# WHAT TO DO:
In the listing below, find every line with the string "instance" and pull it out.

# EXCERPTED RECORDS:
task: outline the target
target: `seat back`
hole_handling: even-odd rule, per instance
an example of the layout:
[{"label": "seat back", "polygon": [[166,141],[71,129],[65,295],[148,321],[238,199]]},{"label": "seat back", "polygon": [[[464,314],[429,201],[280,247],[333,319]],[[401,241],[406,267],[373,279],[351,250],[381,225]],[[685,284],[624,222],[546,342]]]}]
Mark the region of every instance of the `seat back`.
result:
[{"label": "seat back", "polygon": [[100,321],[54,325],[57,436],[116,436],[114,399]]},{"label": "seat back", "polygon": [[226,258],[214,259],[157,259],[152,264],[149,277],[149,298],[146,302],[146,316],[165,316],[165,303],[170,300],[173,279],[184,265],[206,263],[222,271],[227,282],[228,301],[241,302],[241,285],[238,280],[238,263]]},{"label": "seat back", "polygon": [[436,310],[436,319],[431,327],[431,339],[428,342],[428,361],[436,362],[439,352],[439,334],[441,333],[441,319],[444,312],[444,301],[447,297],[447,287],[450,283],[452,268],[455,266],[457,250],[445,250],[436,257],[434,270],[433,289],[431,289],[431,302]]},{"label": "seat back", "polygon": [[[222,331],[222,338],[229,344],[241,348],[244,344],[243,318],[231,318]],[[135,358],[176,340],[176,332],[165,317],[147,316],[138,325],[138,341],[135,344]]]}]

# EXPECTED ANSWER:
hole_handling: even-odd rule, per instance
Mark the region of every instance of the `seat back`.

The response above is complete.